- Task directions -
Please check the U.S. Open match report below: on which foot did Tsitsipas receive treatment during his medical timeout?

NEW YORK : Stefanos Tsitsipas used his bathroom break when nature called at the U.S. Open on Monday but opponent Andy Murray fumed about the lengthy disruption as his hopes of scoring an opening round upset went down the toilet.
Murray said he had been warned by his team to be prepared for disruptions such as a bathroom break or medical timeout if his third-seeded opponent saw the match slipping away.
And if that was the Greek’s plan it worked to perfection as a distracted Murray vented his opinion to the chair umpire, courtside officials and anyone else in earshot as Tsitsipas recovered to claim a 2-6 7-6(7) 3-6 6-3 6-4 victory.
“I think he’s a brilliant player. I think he’s great for the game but I have zero time for that stuff at all,” said Murray, who left the court after a profanity laced rant to no one in particular. “I lost respect for him.”
What upset Murray more than the timing was the length of a bathroom break which ran close to eight minutes, taking away any momentum the Scotsman had been building.
Tsitsipas also had a medical timeout to receive treatment on his left foot after dropping the third set.
After each break Murray grew more frustrated at officials for refusing to call the Greek on what he saw as stalling tactics.
“When you’re playing a brutal match like that, you know, stopping for seven, eight minutes, you do cool down,” said Murray. “It can’t be coincidence that it’s happening at those moments.
“It’s just disappointing because I feel it influenced the outcome of the match. I’m not saying I necessarily win that match … but it had influence on what was happening after those breaks.”
Currently there are no time limits on bathroom breaks and Tsitsipas said he had abided by regulations.
“I don’t think I broke any rules,” he said. “I’m playing by the rules and sticking to what the ATP says is fair, then the rest is fine.
“If there’s something that he has to tell me, we should speak the two of us to kind of understand what went wrong.”
Murray, a member of the player council, said the issue of delay tactics comes up regularly and discussions have been held on ways to keep rules from being exploited.
“We speak about it all of the time,” said Murray. “Some suggestions are if you take a medical timeout or a break before, let’s say, my serve, that you forfeit the game.
“Maybe I’m being unreasonable. Maybe I’m over-reacting to something because I lost the match.
“But right now sitting here I feel like it’s nonsense and they need to make a change because it’s not good for the sport.”

- Records supplied -
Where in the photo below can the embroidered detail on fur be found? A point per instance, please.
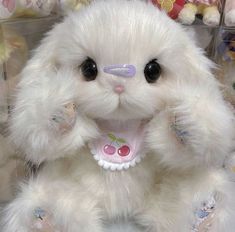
(65, 118)
(42, 222)
(181, 135)
(205, 216)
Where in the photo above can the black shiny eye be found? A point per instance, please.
(89, 69)
(152, 71)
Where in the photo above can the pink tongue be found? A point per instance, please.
(120, 142)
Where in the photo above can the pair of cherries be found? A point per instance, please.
(109, 149)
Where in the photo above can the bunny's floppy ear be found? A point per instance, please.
(196, 125)
(45, 122)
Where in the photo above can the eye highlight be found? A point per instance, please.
(152, 71)
(89, 69)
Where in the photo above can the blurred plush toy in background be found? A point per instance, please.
(230, 13)
(13, 54)
(207, 8)
(172, 7)
(226, 52)
(12, 169)
(226, 48)
(67, 5)
(26, 8)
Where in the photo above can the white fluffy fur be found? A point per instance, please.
(162, 192)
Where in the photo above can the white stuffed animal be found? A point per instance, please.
(130, 122)
(230, 13)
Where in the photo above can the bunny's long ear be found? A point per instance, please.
(196, 127)
(45, 123)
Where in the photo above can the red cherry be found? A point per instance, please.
(109, 149)
(124, 150)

- Answer area -
His left foot.